What the exercise asks
Would you transcribe each entry precisely as it stands, setting aside any images?

* * * * * * * * *

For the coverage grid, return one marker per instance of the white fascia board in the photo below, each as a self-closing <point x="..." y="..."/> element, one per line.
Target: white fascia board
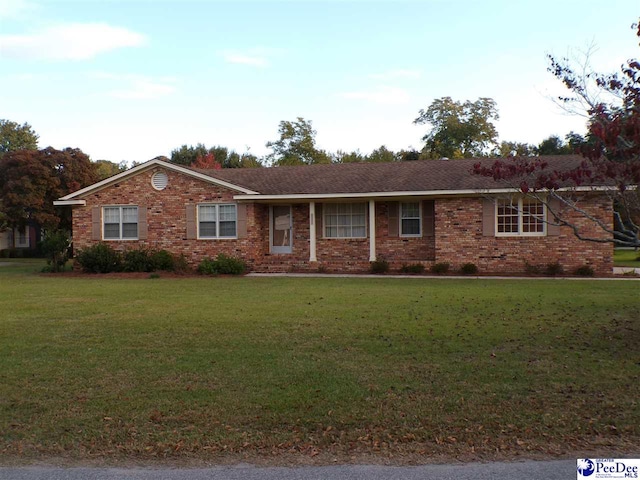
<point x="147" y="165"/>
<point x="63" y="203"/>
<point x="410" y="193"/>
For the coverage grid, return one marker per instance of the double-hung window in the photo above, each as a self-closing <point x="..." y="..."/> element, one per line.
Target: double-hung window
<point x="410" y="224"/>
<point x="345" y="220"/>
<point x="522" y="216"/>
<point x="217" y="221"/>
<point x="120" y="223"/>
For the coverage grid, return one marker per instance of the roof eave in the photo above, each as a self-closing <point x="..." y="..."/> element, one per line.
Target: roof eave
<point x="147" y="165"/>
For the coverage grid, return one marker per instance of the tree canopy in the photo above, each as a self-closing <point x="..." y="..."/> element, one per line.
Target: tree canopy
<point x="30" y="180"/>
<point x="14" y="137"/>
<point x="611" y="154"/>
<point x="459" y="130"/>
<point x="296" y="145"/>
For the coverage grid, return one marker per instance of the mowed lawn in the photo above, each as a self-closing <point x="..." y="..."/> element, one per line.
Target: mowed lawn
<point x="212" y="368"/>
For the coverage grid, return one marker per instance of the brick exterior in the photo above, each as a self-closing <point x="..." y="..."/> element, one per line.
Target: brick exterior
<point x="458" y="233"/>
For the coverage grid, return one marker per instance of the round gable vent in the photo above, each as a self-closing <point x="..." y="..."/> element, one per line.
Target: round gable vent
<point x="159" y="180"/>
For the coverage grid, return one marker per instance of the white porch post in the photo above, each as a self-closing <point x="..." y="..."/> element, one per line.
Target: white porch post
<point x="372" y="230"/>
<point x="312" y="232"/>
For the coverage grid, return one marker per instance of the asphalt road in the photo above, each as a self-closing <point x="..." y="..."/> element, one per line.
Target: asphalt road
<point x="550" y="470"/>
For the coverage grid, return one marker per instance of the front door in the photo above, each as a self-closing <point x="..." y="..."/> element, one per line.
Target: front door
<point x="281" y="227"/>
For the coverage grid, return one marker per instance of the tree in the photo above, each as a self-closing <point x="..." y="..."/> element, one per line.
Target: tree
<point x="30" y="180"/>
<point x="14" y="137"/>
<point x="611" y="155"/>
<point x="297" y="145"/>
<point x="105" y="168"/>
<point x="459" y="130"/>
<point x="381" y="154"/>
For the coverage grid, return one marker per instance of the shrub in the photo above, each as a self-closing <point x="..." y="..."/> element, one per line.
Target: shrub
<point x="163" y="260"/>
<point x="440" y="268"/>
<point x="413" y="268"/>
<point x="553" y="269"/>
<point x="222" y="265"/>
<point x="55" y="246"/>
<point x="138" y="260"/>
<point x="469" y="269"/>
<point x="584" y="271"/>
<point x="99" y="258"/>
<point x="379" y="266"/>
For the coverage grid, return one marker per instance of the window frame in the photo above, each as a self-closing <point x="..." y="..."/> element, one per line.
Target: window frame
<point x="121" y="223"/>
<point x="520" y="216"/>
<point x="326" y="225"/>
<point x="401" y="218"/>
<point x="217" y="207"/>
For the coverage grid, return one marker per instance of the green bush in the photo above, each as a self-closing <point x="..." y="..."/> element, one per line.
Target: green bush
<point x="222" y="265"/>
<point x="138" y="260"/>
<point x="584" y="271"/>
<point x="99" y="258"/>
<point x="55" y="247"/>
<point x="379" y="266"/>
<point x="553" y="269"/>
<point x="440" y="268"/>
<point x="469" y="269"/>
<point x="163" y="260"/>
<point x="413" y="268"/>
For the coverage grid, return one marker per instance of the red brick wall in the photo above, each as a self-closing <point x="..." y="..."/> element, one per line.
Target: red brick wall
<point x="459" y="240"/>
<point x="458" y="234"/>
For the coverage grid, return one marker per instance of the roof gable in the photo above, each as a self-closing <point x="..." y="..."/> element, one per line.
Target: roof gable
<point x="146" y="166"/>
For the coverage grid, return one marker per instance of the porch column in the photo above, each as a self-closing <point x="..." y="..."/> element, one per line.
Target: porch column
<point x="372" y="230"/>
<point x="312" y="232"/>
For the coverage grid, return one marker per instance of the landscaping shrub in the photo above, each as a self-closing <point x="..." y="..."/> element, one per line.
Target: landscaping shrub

* * * * * * * * *

Answer
For the coverage grid, return one marker per instance of the white fascia board in the photo below, each as a self-closing <point x="..." y="..."/> element, one per line.
Target: white fascia board
<point x="147" y="165"/>
<point x="63" y="203"/>
<point x="410" y="193"/>
For the coverage grid, return one marker per instance of the double-hung window in the photo above, each as a self-closing <point x="..." y="..."/> element, one per line.
Target: double-hung window
<point x="410" y="224"/>
<point x="345" y="220"/>
<point x="522" y="216"/>
<point x="217" y="221"/>
<point x="120" y="223"/>
For the coverage grid, return one marker per instance of the roof eave in the photo above, each as a self-closing <point x="..." y="..."/> element, one per line.
Target: roof eave
<point x="147" y="165"/>
For the coverage grid, return one marker per instance of the tree canopy in the photo above, each as a self-closing <point x="..." y="..."/> element, one per line.
Target: tree canopy
<point x="30" y="180"/>
<point x="14" y="137"/>
<point x="611" y="154"/>
<point x="459" y="130"/>
<point x="296" y="145"/>
For the coverage grid, return one marker per instance of the mowed lawn in the photo above, each as a self-closing <point x="..." y="..."/> element, one per line.
Target: mowed lawn
<point x="212" y="368"/>
For the coverage grid, return one marker per instance of the brick exterior in the photo above, each as a self-closing <point x="..." y="..."/> element, one per line.
Target: brick exterior
<point x="458" y="233"/>
For the coverage grid, return one marker per instance of the round gable vent in the photo above, each as a self-closing <point x="..." y="..."/> element, one per line.
Target: round gable vent
<point x="159" y="180"/>
For the coverage grid, return one marker per instance of the white porch post in the photo above, each as a self-closing <point x="..." y="..."/> element, one per line.
Target: white porch post
<point x="372" y="230"/>
<point x="312" y="232"/>
For the coverage grid, return one marker per instance of the asphalt road in the photo above, each as a self-closing <point x="..." y="..."/> element, one per line.
Target: asphalt road
<point x="550" y="470"/>
For the coverage grid, return one marker per instance of the front door in the photo above, each as a self-closing <point x="..." y="..."/> element, one per line.
Target: front door
<point x="281" y="227"/>
For the coverage grid, return one marker per instance of the tree in the photo above, each as a self-closing <point x="..." y="..."/> element, one per line.
Target: tree
<point x="30" y="180"/>
<point x="14" y="137"/>
<point x="611" y="155"/>
<point x="297" y="145"/>
<point x="105" y="168"/>
<point x="459" y="130"/>
<point x="381" y="154"/>
For the coverage grid, return one marker per instance of the shrub in the photo above, each as a self-closing <point x="..." y="..."/> element, one per line.
Target: shrub
<point x="163" y="260"/>
<point x="440" y="268"/>
<point x="413" y="268"/>
<point x="553" y="269"/>
<point x="222" y="265"/>
<point x="55" y="246"/>
<point x="138" y="260"/>
<point x="469" y="269"/>
<point x="584" y="271"/>
<point x="99" y="258"/>
<point x="379" y="266"/>
For the coverage grid, return one marker per instance of the window frame in the photo above, each as a self-closing <point x="..." y="..."/> element, one per line.
Target: window frame
<point x="121" y="223"/>
<point x="520" y="216"/>
<point x="326" y="225"/>
<point x="401" y="218"/>
<point x="217" y="207"/>
For the coverage grid, return one marker per instance of the green bush in the photo above, each as a self-closing <point x="..." y="..."/> element, one per line.
Target: green bush
<point x="222" y="265"/>
<point x="138" y="260"/>
<point x="584" y="271"/>
<point x="99" y="258"/>
<point x="55" y="247"/>
<point x="379" y="266"/>
<point x="553" y="269"/>
<point x="440" y="268"/>
<point x="469" y="269"/>
<point x="163" y="260"/>
<point x="413" y="268"/>
For the coverage grid, return one marker per instance of the red brick wall in the photo above, each as a self-closing <point x="..." y="..."/> element, one per line.
Target: red brick wall
<point x="459" y="240"/>
<point x="458" y="234"/>
For the coverage grid, return one marker per instance of the roof gable in the photo above, each as a self-closing <point x="..." y="..."/> element, one per line.
Target: roof gable
<point x="146" y="166"/>
For the coverage grid, return one marker per instance of the porch column in the photo above, each as a self-closing <point x="..." y="..."/> element, one per line.
Target: porch column
<point x="372" y="230"/>
<point x="312" y="232"/>
For the coverage grid, return one marker per instance of the landscaping shrub in the photo above, each as a self-closing <point x="..." y="..."/> element, one per line.
Target: landscaping shrub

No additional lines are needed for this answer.